> Given request
What follows is a block of records; reproduce all of it verbatim.

● ● ● ● ●

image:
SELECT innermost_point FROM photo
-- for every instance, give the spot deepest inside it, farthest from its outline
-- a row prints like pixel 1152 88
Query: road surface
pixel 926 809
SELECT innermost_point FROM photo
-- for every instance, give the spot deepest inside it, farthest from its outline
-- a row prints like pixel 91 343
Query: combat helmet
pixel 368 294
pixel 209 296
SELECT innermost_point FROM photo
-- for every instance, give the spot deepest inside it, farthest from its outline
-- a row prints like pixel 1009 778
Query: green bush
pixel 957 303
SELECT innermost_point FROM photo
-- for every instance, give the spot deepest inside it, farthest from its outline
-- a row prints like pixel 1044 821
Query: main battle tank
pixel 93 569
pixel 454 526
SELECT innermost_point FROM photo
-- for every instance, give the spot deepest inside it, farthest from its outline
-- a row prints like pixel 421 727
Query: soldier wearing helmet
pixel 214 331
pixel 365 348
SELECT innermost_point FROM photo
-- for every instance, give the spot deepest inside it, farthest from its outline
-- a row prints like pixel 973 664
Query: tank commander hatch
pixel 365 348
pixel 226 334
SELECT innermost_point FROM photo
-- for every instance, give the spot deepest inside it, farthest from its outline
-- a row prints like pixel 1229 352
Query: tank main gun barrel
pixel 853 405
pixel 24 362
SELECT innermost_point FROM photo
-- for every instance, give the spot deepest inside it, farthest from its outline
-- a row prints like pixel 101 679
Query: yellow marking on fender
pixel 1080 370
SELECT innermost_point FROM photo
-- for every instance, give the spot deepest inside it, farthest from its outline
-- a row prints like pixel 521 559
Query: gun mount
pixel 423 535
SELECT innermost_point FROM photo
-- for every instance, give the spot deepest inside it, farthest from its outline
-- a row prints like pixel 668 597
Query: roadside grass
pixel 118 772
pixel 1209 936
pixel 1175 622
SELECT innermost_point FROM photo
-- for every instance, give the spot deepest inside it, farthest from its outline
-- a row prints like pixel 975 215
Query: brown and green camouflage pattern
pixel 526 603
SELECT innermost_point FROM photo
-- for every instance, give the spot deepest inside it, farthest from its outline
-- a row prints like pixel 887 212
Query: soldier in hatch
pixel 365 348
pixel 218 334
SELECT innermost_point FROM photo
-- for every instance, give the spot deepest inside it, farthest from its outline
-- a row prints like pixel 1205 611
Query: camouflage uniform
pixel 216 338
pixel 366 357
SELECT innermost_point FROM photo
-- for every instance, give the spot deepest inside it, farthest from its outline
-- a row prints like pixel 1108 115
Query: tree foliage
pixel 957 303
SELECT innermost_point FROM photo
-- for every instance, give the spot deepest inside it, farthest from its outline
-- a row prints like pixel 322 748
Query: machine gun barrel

● ● ● ● ●

> Expected answer
image:
SELECT innermost_point FROM photo
-- for every instance, give the spot deepest inside it, farthest from its outline
-- a row prints like pixel 1152 88
Query: road surface
pixel 926 809
SELECT innermost_point FROM photo
-- for every instance, give the spot deepest inside it, farthest from its outline
-- a row prints like pixel 91 343
Query: combat helmet
pixel 368 294
pixel 209 296
SELECT innermost_point FROM photo
-- for every instance, give the spot deepest inside it, farthest from its outline
-- a row prints like pixel 1009 778
Query: green bush
pixel 957 303
SELECT innermost_point FROM photo
-- for every instance, give the spot deepest inside it, farthest from its outline
-- a row prints like pixel 1044 821
Query: main battle tank
pixel 93 569
pixel 454 526
SELECT innermost_point FROM photo
-- for every instance, give the spot deepest inside it, farthest from its outline
-- a row prints like pixel 421 727
Query: soldier wearing helmet
pixel 214 331
pixel 365 348
SELECT innermost_point FROM photo
-- for every instance, give the spot deepest inside it, farthest from its outline
-- a row prints like pixel 973 664
Query: tank commander hatch
pixel 365 348
pixel 226 334
SELECT innermost_point FROM photo
-- for every instance, give the spot deepest inside it, farthest from its outline
-- a row prints like pixel 1229 352
Query: tank main gun barrel
pixel 853 405
pixel 24 362
SELECT innermost_point FROM photo
-- for every instance, give the spot deepest inside it, farthest from its outline
-- a row prints like pixel 101 679
Query: yellow marking on fender
pixel 1080 370
SELECT innermost_point FROM photo
-- for every instance, give the spot deepest inside it, farthest from its outline
-- a row prints like pixel 521 559
Query: gun mount
pixel 423 535
SELECT innermost_point FROM photo
-- for every instance, give the spot deepest inside it, farthest from its outline
-- a row prints like pixel 668 597
Query: roadside grass
pixel 118 772
pixel 1209 936
pixel 1175 622
SELECT innermost_point FROM photo
-- for every instance, give the spot deepest inside it, farthest from its outline
-- a row prints like pixel 975 215
Query: brown and green camouflage pattern
pixel 526 603
SELECT innermost_point FROM photo
-- for every instance, give the spot deepest inside it, farthest from its outline
-- a row prints like pixel 887 212
Query: soldier in hatch
pixel 365 348
pixel 218 334
SELECT innermost_point FROM photo
-- for every instance, give the spot deepest inside it, farthest from its outline
-- a row prints like pixel 1205 611
Query: camouflage uniform
pixel 216 338
pixel 366 357
SELECT innermost_point FROM photo
-- for every instance, give the spot deepest inside it, farthest from its outline
-- a row prints like pixel 1108 115
Query: tree foliage
pixel 957 303
SELECT innermost_point FROM photo
-- for every instance, give the spot deepest inside it, farthest from its outline
-- a row prints like pixel 322 748
Query: machine gun barrel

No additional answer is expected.